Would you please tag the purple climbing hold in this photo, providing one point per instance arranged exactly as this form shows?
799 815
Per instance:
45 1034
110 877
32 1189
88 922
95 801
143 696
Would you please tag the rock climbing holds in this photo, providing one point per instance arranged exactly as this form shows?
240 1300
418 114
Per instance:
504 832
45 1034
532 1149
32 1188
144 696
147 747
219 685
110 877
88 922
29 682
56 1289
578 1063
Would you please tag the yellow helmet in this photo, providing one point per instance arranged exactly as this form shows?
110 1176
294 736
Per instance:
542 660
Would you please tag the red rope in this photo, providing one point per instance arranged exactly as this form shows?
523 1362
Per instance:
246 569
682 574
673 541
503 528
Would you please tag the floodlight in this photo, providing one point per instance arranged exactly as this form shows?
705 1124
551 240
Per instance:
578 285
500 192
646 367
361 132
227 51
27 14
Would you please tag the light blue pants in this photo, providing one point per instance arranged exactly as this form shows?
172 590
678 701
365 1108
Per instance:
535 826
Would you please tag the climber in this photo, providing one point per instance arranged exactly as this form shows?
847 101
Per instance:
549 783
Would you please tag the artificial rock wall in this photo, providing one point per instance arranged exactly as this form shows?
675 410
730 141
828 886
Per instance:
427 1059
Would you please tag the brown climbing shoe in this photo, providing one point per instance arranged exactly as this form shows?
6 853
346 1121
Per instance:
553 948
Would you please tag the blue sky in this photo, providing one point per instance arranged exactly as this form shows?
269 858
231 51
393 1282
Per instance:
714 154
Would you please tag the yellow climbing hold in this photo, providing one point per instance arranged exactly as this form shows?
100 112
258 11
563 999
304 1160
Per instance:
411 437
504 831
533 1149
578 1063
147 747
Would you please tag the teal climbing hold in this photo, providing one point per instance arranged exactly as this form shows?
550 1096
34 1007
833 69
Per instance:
^^^^
**DIRECTIONS FOR THIS TASK:** Could each line above be retyped exactly?

**ANSWER AREA:**
Would you please tag the purple climbing hold in this photo, providing one point per instance arranged exactly as this form shows?
799 815
Per instance:
45 1034
110 877
32 1189
88 922
95 801
143 696
Would you please tag the rock climbing holds in this photo, providing one point per instance arranged exactly as this form shows?
240 1300
418 114
Per instance:
504 832
45 1034
532 1149
32 1188
144 696
147 747
219 685
110 877
88 922
29 682
56 1289
578 1063
Would you please tag the yellow helmet in this photo, providing one point per instance arranged exactly as this form shows?
110 1176
294 736
Per instance:
542 660
Would you please tag the red rope in this photo, providing one point per instance arranged exactly as this form shows?
523 1362
Per instance:
246 569
682 574
673 541
503 528
Would you please tag the floodlight in this photo, providing one point per instance arranged exactly as this form shows?
705 1124
551 240
Per instance:
578 285
500 192
646 367
361 132
227 51
27 14
Would you please tag the light blue pants in this photo, providing one point per instance arranged exactly as this form shows?
172 590
678 701
365 1108
Per instance:
535 826
Would you please tag the climber in this photo, providing one point per instance arranged exactly as this form shows?
847 101
Per instance:
549 783
Would you please tag the artificial rock wall in this photo, providing one point per instance arranged exactly as this form shows?
675 410
730 141
828 886
Per instance:
427 1059
Would you please tag the brown climbing shoe in this photo, providing one point per instance arranged exactly as this form shows?
6 853
346 1121
Per instance:
553 948
Would you please tag the blue sky in this photo, providing one point per instance arranged exactly as this form shows?
269 858
231 51
393 1282
Per instance:
714 154
Would you please tag the yellow climbing hold in this photo, providing one point per instance arranged exactly as this form shows?
100 112
258 11
563 999
304 1160
Per instance:
411 437
504 831
533 1149
578 1063
147 747
Would you please tag the teal climbing hold in this photo, providing one point per instance arranged exactly as this form shows?
550 1096
34 1007
833 69
Per instance:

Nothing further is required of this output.